Referring expression data:
####
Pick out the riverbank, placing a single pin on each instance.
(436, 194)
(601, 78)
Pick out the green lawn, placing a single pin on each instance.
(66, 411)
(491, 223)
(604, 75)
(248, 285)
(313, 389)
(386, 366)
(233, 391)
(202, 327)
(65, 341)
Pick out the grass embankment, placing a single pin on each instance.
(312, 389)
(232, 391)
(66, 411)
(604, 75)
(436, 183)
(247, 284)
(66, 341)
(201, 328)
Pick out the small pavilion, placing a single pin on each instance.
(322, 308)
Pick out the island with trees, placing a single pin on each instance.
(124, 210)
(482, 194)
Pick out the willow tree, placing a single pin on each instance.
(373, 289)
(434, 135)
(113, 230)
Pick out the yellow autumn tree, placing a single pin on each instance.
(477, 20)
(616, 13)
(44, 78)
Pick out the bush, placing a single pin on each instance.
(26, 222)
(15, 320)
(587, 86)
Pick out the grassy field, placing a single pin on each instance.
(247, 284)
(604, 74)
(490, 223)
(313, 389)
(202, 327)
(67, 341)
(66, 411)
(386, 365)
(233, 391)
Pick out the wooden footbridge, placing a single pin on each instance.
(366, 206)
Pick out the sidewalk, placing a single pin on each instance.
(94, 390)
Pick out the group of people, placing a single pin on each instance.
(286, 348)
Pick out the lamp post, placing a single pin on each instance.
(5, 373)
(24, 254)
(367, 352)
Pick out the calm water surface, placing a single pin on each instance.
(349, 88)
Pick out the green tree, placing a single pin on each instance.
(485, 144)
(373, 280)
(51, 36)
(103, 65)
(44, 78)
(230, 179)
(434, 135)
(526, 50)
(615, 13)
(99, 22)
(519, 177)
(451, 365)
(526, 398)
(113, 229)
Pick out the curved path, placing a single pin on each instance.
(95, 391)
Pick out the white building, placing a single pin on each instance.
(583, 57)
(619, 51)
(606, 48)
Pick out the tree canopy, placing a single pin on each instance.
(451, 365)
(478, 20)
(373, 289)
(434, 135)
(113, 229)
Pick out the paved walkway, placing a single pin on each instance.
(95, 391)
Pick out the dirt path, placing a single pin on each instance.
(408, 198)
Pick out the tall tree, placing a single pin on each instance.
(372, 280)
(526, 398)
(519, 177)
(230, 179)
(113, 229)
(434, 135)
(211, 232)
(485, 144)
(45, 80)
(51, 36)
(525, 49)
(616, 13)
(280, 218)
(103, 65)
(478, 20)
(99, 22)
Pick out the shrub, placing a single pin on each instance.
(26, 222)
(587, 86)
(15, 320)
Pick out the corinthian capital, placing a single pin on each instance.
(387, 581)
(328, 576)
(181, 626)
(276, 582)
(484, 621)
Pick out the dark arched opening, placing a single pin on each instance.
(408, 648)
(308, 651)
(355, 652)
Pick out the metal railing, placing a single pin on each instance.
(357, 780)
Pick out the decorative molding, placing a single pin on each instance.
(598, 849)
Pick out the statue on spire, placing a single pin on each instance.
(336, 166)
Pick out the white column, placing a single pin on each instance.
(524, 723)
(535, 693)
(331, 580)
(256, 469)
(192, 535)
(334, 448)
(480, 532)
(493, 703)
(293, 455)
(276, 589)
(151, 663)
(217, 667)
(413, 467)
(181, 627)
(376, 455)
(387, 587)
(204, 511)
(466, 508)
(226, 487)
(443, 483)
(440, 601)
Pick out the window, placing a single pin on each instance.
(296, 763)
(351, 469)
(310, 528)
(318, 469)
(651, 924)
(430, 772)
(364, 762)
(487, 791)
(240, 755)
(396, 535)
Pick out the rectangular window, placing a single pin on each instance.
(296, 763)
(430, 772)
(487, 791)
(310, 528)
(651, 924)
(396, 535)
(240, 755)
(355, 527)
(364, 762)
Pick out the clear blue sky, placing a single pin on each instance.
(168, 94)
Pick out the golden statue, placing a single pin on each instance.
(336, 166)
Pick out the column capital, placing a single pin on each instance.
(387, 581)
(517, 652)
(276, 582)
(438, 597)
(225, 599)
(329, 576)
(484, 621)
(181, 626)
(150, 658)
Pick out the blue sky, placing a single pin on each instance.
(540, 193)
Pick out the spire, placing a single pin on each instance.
####
The records above should be repeated word for word.

Pick out the riverbank, placing a single pin on each instance.
(436, 194)
(601, 78)
Pick out the green lawn, placing a single pin on each instance.
(66, 411)
(491, 223)
(604, 75)
(248, 285)
(313, 389)
(386, 366)
(233, 391)
(202, 327)
(65, 341)
Pick out the grass embankment, placing a single pin on each instance.
(312, 389)
(232, 391)
(66, 411)
(604, 75)
(436, 183)
(247, 284)
(66, 341)
(201, 328)
Pick out the small pavilion, placing a single pin on each instance.
(322, 308)
Pick out the island with trees, placing a single pin on each instance.
(124, 210)
(482, 194)
Pick out the willow tree, placing a single pin on each instance.
(373, 289)
(434, 135)
(113, 230)
Pick out the yellow autumn tree, placing a single pin on each instance.
(477, 20)
(616, 13)
(44, 78)
Pick out the bush, placing a single pin on each instance.
(26, 222)
(15, 320)
(587, 86)
Pick out the grassy field, placing a single pin on each instance.
(247, 284)
(604, 74)
(490, 223)
(313, 389)
(202, 327)
(67, 341)
(66, 411)
(386, 365)
(233, 391)
Pick out the wooden footbridge, placing a single pin on each instance.
(366, 206)
Pick out the sidewalk, placing a single pin on each instance.
(94, 390)
Pick out the group of people, placing a single pin on each instance.
(286, 348)
Pick out the lamp post, placing a single pin on each instance.
(5, 373)
(24, 254)
(367, 352)
Pick out the calm water surface, placing a single pin on each instance.
(349, 88)
Pick out the green tree, placing a single pin on each instance.
(485, 144)
(373, 280)
(51, 36)
(103, 65)
(44, 78)
(230, 179)
(434, 135)
(526, 50)
(615, 13)
(99, 22)
(519, 177)
(451, 365)
(526, 398)
(113, 229)
Pick out the curved path, placing a single pin on each instance.
(95, 391)
Pick out the white building, placing a single pin on each instance.
(583, 57)
(619, 51)
(606, 48)
Pick out the tree canopy, placing a single pin on each instance.
(451, 365)
(478, 20)
(373, 289)
(434, 135)
(113, 229)
Pick out the paved walkway, placing a single pin on each instance.
(95, 391)
Pick out the dirt path, placing a single pin on each instance.
(408, 198)
Pick out the tall tree, placing a single pin on each instance.
(372, 280)
(526, 398)
(519, 177)
(230, 179)
(113, 229)
(434, 135)
(211, 232)
(485, 144)
(45, 80)
(51, 36)
(525, 49)
(616, 13)
(280, 218)
(103, 65)
(478, 20)
(99, 22)
Pick out the shrub, placing a single pin on each instance.
(26, 222)
(587, 86)
(15, 320)
Pick out the corinthian capital, placing a single pin on each instance.
(387, 581)
(328, 576)
(181, 626)
(276, 582)
(484, 621)
Pick out the dark arched opening, placing a single pin on each instance.
(408, 648)
(308, 651)
(355, 652)
Pick out the metal railing, placing a single pin on each instance.
(357, 780)
Pick out the decorative molding, placing a single pin on each instance.
(598, 849)
Pick out the statue on spire, placing a single pin on each instance.
(336, 166)
Pick out the white column, placing a single pin on each instance.
(524, 723)
(535, 693)
(331, 580)
(256, 469)
(192, 535)
(334, 448)
(480, 532)
(493, 703)
(293, 455)
(276, 589)
(151, 663)
(217, 667)
(413, 467)
(181, 627)
(376, 455)
(387, 587)
(204, 511)
(466, 508)
(226, 487)
(443, 483)
(440, 601)
Pick out the window, placing a single pin on each instance.
(296, 763)
(351, 469)
(310, 528)
(318, 469)
(651, 924)
(430, 772)
(364, 762)
(487, 791)
(240, 755)
(396, 535)
Pick out the rectangular window, placing a single pin on each instance.
(296, 763)
(430, 772)
(487, 791)
(310, 528)
(651, 924)
(396, 535)
(240, 755)
(355, 527)
(364, 762)
Pick out the clear blue sky, placing a single pin on each instance.
(168, 94)
Pick out the golden statue, placing a single pin on each instance.
(336, 166)
Pick out the column capital, placing a single pin on each instance.
(387, 581)
(517, 652)
(276, 582)
(438, 597)
(225, 599)
(329, 576)
(484, 621)
(181, 626)
(150, 658)
Pick out the blue sky, placing a single pin on each instance.
(540, 193)
Pick out the spire, placing a single pin on each instance.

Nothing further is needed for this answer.